#### What this task involves
Leaving the pictures aside, return all of the data below exactly.

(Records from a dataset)

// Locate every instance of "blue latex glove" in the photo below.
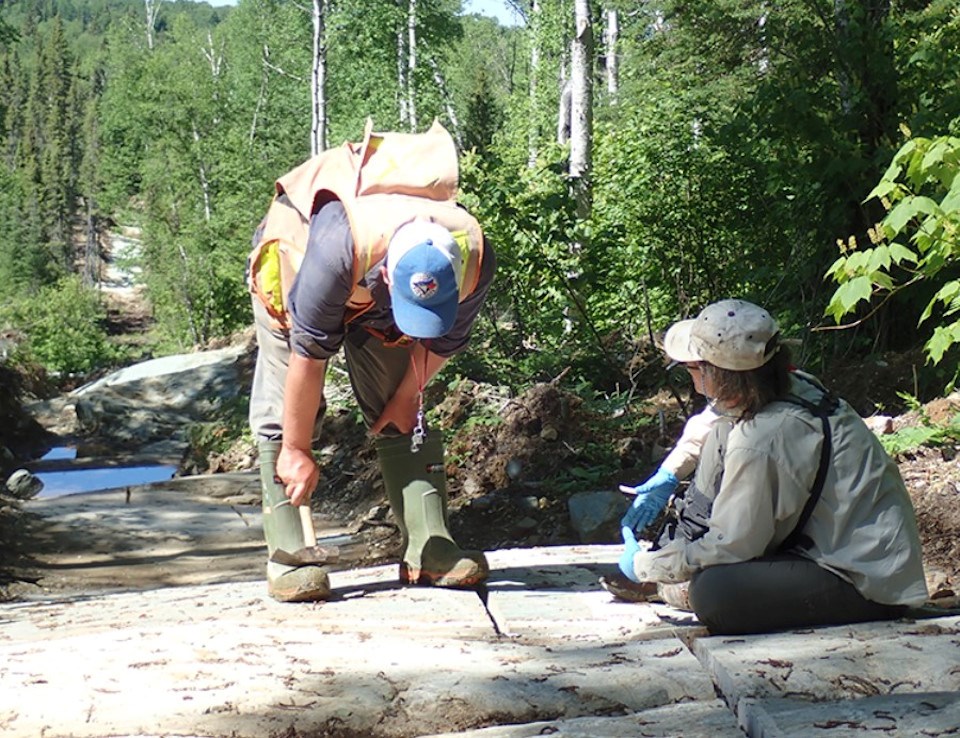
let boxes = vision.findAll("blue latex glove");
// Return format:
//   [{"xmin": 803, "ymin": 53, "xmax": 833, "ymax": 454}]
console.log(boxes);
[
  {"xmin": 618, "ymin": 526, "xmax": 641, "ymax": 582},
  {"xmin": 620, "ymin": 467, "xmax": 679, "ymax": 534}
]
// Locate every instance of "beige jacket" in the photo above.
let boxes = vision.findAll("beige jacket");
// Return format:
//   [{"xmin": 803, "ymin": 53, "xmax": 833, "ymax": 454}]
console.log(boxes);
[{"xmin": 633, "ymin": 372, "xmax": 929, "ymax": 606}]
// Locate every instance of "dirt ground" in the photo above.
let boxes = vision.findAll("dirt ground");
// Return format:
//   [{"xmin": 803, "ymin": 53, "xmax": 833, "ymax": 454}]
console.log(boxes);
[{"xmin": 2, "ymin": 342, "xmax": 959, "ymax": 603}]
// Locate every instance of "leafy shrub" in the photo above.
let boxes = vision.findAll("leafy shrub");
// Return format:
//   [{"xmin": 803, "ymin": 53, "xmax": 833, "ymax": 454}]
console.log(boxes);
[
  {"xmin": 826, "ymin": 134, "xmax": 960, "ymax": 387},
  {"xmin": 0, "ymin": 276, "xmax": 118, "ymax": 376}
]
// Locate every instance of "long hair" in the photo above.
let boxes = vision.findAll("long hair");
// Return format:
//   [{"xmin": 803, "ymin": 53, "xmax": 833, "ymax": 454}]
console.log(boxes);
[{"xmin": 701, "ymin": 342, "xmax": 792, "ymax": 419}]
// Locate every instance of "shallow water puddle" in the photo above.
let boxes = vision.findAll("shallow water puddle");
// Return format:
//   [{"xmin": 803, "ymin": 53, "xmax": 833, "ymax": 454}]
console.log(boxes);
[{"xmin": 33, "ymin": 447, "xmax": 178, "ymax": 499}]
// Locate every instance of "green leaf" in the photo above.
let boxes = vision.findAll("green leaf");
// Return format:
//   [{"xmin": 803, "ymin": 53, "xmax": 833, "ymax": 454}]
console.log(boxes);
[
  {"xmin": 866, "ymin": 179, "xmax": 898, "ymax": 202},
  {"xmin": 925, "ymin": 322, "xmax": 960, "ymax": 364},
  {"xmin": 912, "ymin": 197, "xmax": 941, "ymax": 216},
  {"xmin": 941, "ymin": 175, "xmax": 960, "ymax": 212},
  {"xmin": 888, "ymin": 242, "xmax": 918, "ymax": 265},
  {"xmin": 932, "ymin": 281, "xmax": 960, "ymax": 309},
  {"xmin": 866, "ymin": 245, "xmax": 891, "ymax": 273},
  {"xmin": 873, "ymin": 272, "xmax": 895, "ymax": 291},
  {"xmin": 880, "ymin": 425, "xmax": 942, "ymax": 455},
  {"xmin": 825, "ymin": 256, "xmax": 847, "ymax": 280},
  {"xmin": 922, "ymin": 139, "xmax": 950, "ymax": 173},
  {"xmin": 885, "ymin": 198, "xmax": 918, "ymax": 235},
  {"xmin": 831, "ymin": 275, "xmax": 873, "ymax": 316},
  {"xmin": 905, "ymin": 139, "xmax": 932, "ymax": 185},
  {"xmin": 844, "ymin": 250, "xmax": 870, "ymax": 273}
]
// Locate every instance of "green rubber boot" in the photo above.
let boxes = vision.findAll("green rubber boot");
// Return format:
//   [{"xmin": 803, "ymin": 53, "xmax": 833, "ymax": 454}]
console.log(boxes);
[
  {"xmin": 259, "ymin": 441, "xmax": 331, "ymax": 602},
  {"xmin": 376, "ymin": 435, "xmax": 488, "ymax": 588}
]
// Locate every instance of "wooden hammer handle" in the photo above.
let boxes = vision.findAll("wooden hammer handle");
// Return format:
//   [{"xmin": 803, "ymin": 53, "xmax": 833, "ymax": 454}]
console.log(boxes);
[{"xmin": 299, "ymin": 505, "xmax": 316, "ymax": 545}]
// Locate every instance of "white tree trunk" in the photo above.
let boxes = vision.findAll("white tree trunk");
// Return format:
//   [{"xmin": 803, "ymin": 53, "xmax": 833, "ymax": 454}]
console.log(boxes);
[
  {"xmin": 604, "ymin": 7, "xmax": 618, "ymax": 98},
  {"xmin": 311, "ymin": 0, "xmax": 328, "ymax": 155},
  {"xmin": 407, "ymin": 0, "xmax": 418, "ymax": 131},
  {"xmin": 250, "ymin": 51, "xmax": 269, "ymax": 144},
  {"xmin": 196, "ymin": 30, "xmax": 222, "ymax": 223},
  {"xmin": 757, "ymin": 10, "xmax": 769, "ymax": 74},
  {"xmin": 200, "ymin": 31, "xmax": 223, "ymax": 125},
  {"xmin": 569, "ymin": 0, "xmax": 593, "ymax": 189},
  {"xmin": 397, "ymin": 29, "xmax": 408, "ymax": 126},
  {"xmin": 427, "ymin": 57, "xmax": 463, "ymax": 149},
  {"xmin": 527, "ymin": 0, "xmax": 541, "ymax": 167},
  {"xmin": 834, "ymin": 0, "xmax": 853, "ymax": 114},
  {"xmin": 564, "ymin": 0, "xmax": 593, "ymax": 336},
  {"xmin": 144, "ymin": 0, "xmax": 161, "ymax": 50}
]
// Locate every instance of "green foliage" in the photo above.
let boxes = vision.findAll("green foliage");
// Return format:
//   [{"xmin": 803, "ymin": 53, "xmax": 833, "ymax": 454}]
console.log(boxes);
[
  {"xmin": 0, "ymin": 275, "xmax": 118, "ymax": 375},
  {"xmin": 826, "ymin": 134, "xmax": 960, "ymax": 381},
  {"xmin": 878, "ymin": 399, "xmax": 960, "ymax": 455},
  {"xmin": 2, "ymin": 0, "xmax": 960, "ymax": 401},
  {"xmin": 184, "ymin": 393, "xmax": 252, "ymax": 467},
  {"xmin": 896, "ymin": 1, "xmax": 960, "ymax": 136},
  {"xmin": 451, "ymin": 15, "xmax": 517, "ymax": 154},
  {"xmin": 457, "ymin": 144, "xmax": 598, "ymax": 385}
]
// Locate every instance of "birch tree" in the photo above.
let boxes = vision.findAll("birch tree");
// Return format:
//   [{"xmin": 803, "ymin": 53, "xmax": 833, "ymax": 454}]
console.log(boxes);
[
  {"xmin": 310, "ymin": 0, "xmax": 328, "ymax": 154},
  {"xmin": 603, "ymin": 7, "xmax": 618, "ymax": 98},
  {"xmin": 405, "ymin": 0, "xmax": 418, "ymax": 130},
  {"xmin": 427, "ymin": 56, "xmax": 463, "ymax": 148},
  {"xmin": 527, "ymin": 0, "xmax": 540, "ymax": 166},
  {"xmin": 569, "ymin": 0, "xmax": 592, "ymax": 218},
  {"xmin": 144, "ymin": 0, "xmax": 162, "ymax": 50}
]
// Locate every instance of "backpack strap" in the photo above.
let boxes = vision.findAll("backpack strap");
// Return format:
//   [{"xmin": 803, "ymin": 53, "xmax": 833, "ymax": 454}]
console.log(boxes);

#### Response for this exercise
// Locate every instance of "blue latex glove" in the photo below.
let boxes = vision.findAll("blue latex glove");
// Return format:
//   [{"xmin": 803, "ymin": 53, "xmax": 833, "ymax": 454}]
console.log(boxes);
[
  {"xmin": 618, "ymin": 526, "xmax": 641, "ymax": 582},
  {"xmin": 620, "ymin": 467, "xmax": 679, "ymax": 534}
]
// Locate every instance of "beige jacket" in the photo above.
let boxes = vision.findAll("beige jacket");
// Return format:
//   [{"xmin": 803, "ymin": 53, "xmax": 833, "ymax": 454}]
console.log(boxes);
[{"xmin": 633, "ymin": 372, "xmax": 929, "ymax": 606}]
// Locate every instance of "dirt ground" in the photo above.
let boxes = vision.findAll("dirt ground");
// Return format:
//   [{"xmin": 803, "ymin": 53, "xmax": 833, "ymax": 454}]
console.log(boxes);
[{"xmin": 2, "ymin": 342, "xmax": 959, "ymax": 603}]
// Locate every instance of "leafy shrub" in the photo above.
let boxes = vision.findAll("leafy shrub");
// Return format:
//   [{"xmin": 803, "ymin": 53, "xmax": 833, "ymax": 454}]
console.log(boxes);
[
  {"xmin": 826, "ymin": 134, "xmax": 960, "ymax": 387},
  {"xmin": 0, "ymin": 276, "xmax": 118, "ymax": 376}
]
// Locate every instance of "long hair" in the photo above.
let boxes = vision.findAll("long hair");
// Return format:
//   [{"xmin": 803, "ymin": 53, "xmax": 833, "ymax": 454}]
console.log(boxes);
[{"xmin": 701, "ymin": 342, "xmax": 792, "ymax": 419}]
// Locate every instance of "shallow water puddle" in the photo above.
let boxes = vision.findAll("shallow water puddle");
// Return format:
//   [{"xmin": 803, "ymin": 53, "xmax": 833, "ymax": 454}]
console.log(boxes);
[{"xmin": 33, "ymin": 447, "xmax": 178, "ymax": 499}]
// Locate every instance of "green leaf" in the photo above.
let boxes = vision.findAll("green leaf");
// Return format:
//   [{"xmin": 803, "ymin": 53, "xmax": 833, "ymax": 454}]
console.log(boxes);
[
  {"xmin": 866, "ymin": 179, "xmax": 898, "ymax": 202},
  {"xmin": 925, "ymin": 322, "xmax": 960, "ymax": 364},
  {"xmin": 912, "ymin": 197, "xmax": 941, "ymax": 216},
  {"xmin": 941, "ymin": 175, "xmax": 960, "ymax": 212},
  {"xmin": 888, "ymin": 242, "xmax": 918, "ymax": 265},
  {"xmin": 932, "ymin": 281, "xmax": 960, "ymax": 309},
  {"xmin": 866, "ymin": 245, "xmax": 891, "ymax": 273},
  {"xmin": 873, "ymin": 272, "xmax": 895, "ymax": 291},
  {"xmin": 880, "ymin": 425, "xmax": 942, "ymax": 455},
  {"xmin": 825, "ymin": 256, "xmax": 847, "ymax": 280},
  {"xmin": 922, "ymin": 139, "xmax": 950, "ymax": 173},
  {"xmin": 885, "ymin": 198, "xmax": 918, "ymax": 235},
  {"xmin": 831, "ymin": 275, "xmax": 873, "ymax": 316},
  {"xmin": 905, "ymin": 139, "xmax": 932, "ymax": 185},
  {"xmin": 844, "ymin": 250, "xmax": 870, "ymax": 273}
]
// Locate every instance of "green rubber boot" in the photo above.
let boxes = vision.findAll("green rubber boot");
// Return format:
//   [{"xmin": 803, "ymin": 53, "xmax": 833, "ymax": 454}]
console.log(boxes);
[
  {"xmin": 259, "ymin": 441, "xmax": 331, "ymax": 602},
  {"xmin": 376, "ymin": 435, "xmax": 488, "ymax": 588}
]
// Locate every instance of "wooden hammer handle" in the photo above.
let boxes = vision.findAll("wooden hammer handle");
// Return format:
//   [{"xmin": 803, "ymin": 53, "xmax": 833, "ymax": 454}]
console.log(boxes);
[{"xmin": 299, "ymin": 505, "xmax": 316, "ymax": 545}]
// Locate every instance of "white tree trunk" in the photo above.
let boxes = vision.findAll("white tree trunk");
// Return format:
//   [{"xmin": 803, "ymin": 53, "xmax": 833, "ymax": 454}]
console.log(boxes);
[
  {"xmin": 604, "ymin": 7, "xmax": 618, "ymax": 98},
  {"xmin": 311, "ymin": 0, "xmax": 328, "ymax": 155},
  {"xmin": 407, "ymin": 0, "xmax": 418, "ymax": 131},
  {"xmin": 250, "ymin": 51, "xmax": 269, "ymax": 144},
  {"xmin": 196, "ymin": 30, "xmax": 222, "ymax": 223},
  {"xmin": 757, "ymin": 10, "xmax": 769, "ymax": 74},
  {"xmin": 200, "ymin": 31, "xmax": 223, "ymax": 125},
  {"xmin": 569, "ymin": 0, "xmax": 593, "ymax": 189},
  {"xmin": 397, "ymin": 29, "xmax": 408, "ymax": 126},
  {"xmin": 427, "ymin": 57, "xmax": 463, "ymax": 149},
  {"xmin": 527, "ymin": 0, "xmax": 541, "ymax": 167},
  {"xmin": 834, "ymin": 0, "xmax": 853, "ymax": 114},
  {"xmin": 564, "ymin": 0, "xmax": 593, "ymax": 336},
  {"xmin": 144, "ymin": 0, "xmax": 161, "ymax": 50}
]
// Locate every instance of "green foliage" in the photo above.
let boxes = vision.findAll("green foliage");
// Return format:
//   [{"xmin": 803, "ymin": 53, "xmax": 833, "ymax": 454}]
console.log(boxes);
[
  {"xmin": 0, "ymin": 275, "xmax": 118, "ymax": 375},
  {"xmin": 826, "ymin": 134, "xmax": 960, "ymax": 381},
  {"xmin": 878, "ymin": 399, "xmax": 960, "ymax": 455},
  {"xmin": 2, "ymin": 0, "xmax": 960, "ymax": 401},
  {"xmin": 184, "ymin": 393, "xmax": 252, "ymax": 467},
  {"xmin": 896, "ymin": 1, "xmax": 960, "ymax": 136},
  {"xmin": 451, "ymin": 15, "xmax": 517, "ymax": 154},
  {"xmin": 457, "ymin": 144, "xmax": 598, "ymax": 385}
]
// Locate every instance of "birch tree" in the photo above.
let boxes = vision.findAll("birch tree");
// Return format:
//   [{"xmin": 803, "ymin": 53, "xmax": 833, "ymax": 454}]
console.log(boxes);
[
  {"xmin": 310, "ymin": 0, "xmax": 328, "ymax": 154},
  {"xmin": 603, "ymin": 7, "xmax": 618, "ymax": 98},
  {"xmin": 405, "ymin": 0, "xmax": 418, "ymax": 130},
  {"xmin": 427, "ymin": 56, "xmax": 463, "ymax": 148},
  {"xmin": 527, "ymin": 0, "xmax": 540, "ymax": 166},
  {"xmin": 569, "ymin": 0, "xmax": 592, "ymax": 218},
  {"xmin": 144, "ymin": 0, "xmax": 162, "ymax": 50}
]
// Locate every instance of "backpack strap" in the photo above.
let boxes = vision.findAll("backpack strap");
// Return format:
//   [{"xmin": 803, "ymin": 53, "xmax": 833, "ymax": 454}]
console.log(boxes);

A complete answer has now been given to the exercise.